== Work instruction ==
Throughout the records below, find the lines with the string "this" and give how many there are, nothing else.

◇ ◇ ◇ ◇

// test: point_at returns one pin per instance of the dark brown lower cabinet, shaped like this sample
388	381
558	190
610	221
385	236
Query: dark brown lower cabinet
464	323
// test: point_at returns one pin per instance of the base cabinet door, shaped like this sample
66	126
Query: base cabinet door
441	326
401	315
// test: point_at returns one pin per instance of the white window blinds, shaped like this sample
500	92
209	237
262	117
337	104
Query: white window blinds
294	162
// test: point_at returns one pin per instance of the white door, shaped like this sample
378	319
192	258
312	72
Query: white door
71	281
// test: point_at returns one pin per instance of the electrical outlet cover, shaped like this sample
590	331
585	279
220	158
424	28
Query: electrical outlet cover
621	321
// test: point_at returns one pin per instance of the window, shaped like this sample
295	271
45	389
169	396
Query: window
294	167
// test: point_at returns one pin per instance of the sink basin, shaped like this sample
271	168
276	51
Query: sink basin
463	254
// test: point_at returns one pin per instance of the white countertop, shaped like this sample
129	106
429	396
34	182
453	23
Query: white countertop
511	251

◇ ◇ ◇ ◇

== Response area ==
8